**What needs to be done:** Convert the listing below into a numbered list, leaving out any blank lines.

————

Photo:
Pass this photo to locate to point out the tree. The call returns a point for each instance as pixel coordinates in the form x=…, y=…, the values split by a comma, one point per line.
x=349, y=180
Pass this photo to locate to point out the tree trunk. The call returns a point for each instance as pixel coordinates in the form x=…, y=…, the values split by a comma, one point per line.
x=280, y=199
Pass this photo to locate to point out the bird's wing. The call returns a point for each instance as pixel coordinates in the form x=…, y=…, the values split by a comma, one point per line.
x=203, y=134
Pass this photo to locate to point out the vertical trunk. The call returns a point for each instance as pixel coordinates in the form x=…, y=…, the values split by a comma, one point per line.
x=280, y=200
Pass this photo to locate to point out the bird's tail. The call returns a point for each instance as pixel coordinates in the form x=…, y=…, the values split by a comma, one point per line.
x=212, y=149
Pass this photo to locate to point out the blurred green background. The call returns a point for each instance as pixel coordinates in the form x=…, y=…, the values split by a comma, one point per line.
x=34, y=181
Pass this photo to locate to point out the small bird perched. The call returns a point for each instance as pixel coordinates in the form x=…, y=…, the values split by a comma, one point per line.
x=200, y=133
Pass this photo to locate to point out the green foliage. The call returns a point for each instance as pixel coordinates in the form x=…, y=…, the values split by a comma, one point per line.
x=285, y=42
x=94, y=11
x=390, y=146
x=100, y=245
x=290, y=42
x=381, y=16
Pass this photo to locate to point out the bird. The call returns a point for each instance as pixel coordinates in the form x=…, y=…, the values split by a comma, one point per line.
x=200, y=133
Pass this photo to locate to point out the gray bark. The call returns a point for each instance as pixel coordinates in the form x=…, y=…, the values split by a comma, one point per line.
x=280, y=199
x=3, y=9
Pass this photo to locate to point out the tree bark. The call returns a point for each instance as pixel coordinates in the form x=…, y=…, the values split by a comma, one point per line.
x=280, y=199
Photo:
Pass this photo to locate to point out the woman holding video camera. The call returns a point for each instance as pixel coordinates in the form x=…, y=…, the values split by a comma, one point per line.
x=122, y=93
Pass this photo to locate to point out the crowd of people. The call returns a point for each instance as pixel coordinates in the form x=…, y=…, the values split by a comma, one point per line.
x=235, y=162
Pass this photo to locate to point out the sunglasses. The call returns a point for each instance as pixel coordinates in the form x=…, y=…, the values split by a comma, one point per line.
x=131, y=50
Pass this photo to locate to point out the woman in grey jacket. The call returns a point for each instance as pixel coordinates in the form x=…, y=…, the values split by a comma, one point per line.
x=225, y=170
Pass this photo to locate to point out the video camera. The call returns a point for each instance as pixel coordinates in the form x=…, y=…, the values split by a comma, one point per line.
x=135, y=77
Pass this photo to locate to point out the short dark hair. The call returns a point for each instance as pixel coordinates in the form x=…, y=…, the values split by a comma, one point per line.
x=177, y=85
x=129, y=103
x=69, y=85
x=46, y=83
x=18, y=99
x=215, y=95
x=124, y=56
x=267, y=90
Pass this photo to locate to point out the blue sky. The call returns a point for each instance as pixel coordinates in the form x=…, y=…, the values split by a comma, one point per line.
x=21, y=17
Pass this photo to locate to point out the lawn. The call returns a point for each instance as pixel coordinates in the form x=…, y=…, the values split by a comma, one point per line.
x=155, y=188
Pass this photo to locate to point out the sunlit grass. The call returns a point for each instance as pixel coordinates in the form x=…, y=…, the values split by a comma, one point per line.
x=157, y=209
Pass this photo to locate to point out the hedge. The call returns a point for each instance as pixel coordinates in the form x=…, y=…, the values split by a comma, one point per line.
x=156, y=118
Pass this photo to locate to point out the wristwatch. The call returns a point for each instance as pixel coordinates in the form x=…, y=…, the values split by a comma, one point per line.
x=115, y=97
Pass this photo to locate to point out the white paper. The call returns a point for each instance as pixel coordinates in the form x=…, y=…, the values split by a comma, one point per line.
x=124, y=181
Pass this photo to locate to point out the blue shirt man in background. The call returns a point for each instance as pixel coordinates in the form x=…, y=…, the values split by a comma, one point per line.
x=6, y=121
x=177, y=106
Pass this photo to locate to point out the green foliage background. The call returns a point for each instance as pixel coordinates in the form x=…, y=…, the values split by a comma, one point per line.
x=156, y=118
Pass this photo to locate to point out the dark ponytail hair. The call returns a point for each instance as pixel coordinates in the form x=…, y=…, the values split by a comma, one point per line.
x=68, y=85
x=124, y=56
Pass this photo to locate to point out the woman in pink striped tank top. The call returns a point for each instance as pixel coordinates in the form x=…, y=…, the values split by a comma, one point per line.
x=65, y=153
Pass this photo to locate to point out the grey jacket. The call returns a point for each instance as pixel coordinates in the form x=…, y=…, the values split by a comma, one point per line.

————

**Solution to the exercise:**
1. Photo:
2. Pass this photo to locate to point out the tree. The call returns a point for each instance as pixel coordinates in the form x=…, y=…, the values split by a comma, one point per line.
3. x=349, y=180
4. Pass this photo to locate to point out the tree trunk. The call returns a point for each instance as pixel coordinates in the form x=…, y=…, the values split by a comma, one point per line.
5. x=280, y=199
6. Pass this photo to locate to point out the bird's wing. The call returns a point for each instance as pixel coordinates in the form x=…, y=…, the values split by a comma, one point per line.
7. x=203, y=134
8. Pass this photo to locate to point out the vertical trunk. The call returns a point for each instance as pixel coordinates in the form x=…, y=…, the values split by a comma, one point per line.
9. x=280, y=200
10. Pass this photo to locate to point out the bird's tail. The call returns a point for each instance as pixel coordinates in the form x=…, y=…, the values split by a comma, one point per line.
11. x=212, y=149
12. Pass this photo to locate to point out the blurred green background. The call returns a point for each instance as pixel coordinates in the form x=…, y=…, the values split by a comma, one point per line.
13. x=34, y=181
14. Pass this photo to locate to point out the small bird perched. The call returns a point for each instance as pixel coordinates in the form x=…, y=…, the values split by a comma, one point per line.
15. x=200, y=133
16. Pass this photo to locate to point out the green foliage. The call returns a point for each instance as pixel coordinates in the form x=…, y=…, the values split by a comma, one point per line.
17. x=285, y=42
18. x=94, y=11
19. x=390, y=146
20. x=100, y=245
21. x=290, y=42
22. x=381, y=16
23. Pass this photo to locate to point out the bird. The call returns a point for each instance as pixel coordinates in the form x=…, y=…, the values split by a comma, one point per line.
24. x=200, y=133
25. Pass this photo to locate to point out the gray bark. The call returns a point for each instance as pixel coordinates in the form x=…, y=…, the values split by a comma, one point per line.
26. x=280, y=199
27. x=3, y=9
28. Pass this photo to locate to point out the tree bark. The call returns a point for each instance as pixel coordinates in the form x=…, y=…, the values split by a comma, one point per line.
29. x=280, y=199
30. Photo:
31. Pass this photo to locate to point out the woman holding video camera. The call returns a point for each instance as pixel coordinates in the form x=…, y=…, the values split by a comma, one point per line.
32. x=122, y=93
33. Pass this photo to locate to point out the crowd of people. The call returns a point for each instance as pixel coordinates in the form x=…, y=…, the values split by a comma, one point per line.
34. x=235, y=162
35. Pass this photo to locate to point out the sunglasses. The call returns a point for each instance as pixel coordinates in the form x=…, y=…, the values split by a comma, one point per line.
36. x=131, y=50
37. Pass this photo to locate to point out the woman in grey jacket. The call returns a point for each instance as pixel coordinates in the form x=…, y=…, the values split by a comma, one point per line.
38. x=225, y=170
39. Pass this photo to locate to point out the video camera. The call returns a point for each instance as pixel coordinates in the form x=…, y=…, the values split by a comma, one point per line.
40. x=135, y=77
41. Pass this photo to locate to point out the short dark hair. The call returns a point for each instance as pixel coordinates in the form x=…, y=…, the values split by a comma, one point per line.
42. x=177, y=85
43. x=129, y=103
44. x=69, y=85
45. x=46, y=83
46. x=18, y=99
47. x=215, y=95
48. x=124, y=56
49. x=267, y=90
50. Pass this photo to locate to point out the blue sky. The call returns a point for each instance as pixel coordinates in the form x=…, y=…, the values split by a comma, one point per line.
51. x=21, y=17
52. Pass this photo to locate to point out the lawn. The call returns a point for each instance as pixel coordinates in the form x=…, y=…, the values split by a comma, one point per line.
53. x=155, y=188
54. Pass this photo to locate to point out the sunlit grass. The call returns a point for each instance as pixel coordinates in the form x=…, y=…, the values split by a comma, one point per line.
55. x=157, y=209
56. Pass this photo to locate to point out the hedge. The call returns a point for each instance as pixel coordinates in the form x=…, y=…, the values split by a comma, one point per line.
57. x=156, y=118
58. Pass this photo to locate to point out the wristwatch. The call returns a point for each instance as pixel coordinates in the form x=…, y=…, the values split by a comma, one point per line.
59. x=115, y=97
60. Pass this photo to locate to point out the white paper. The call returns a point for each instance as pixel coordinates in the form x=…, y=…, the values split by a comma, one point per line.
61. x=124, y=181
62. Pass this photo to locate to point out the blue shirt man in background. The call returns a point for each instance as pixel coordinates in the form x=…, y=…, the values split by a comma, one point per line.
63. x=6, y=121
64. x=177, y=106
65. Pass this photo to locate to point out the green foliage background. The call returns a point for each instance as pixel coordinates in the form x=…, y=…, the values split by a comma, one point per line.
66. x=156, y=118
67. Pass this photo to locate to point out the dark ponytail hair. The call returns a point for each instance as pixel coordinates in the form x=…, y=…, the values split by a comma, one point per line.
68. x=68, y=85
69. x=124, y=56
70. Pass this photo to locate to point out the woman in pink striped tank top. The call returns a point for each instance as pixel coordinates in the form x=…, y=…, the values split by a comma, one point per line.
71. x=65, y=153
72. Pass this photo to locate to point out the grey jacket. The call returns a point for each instance as pixel coordinates in the form x=…, y=…, the values split by a comma, one point per line.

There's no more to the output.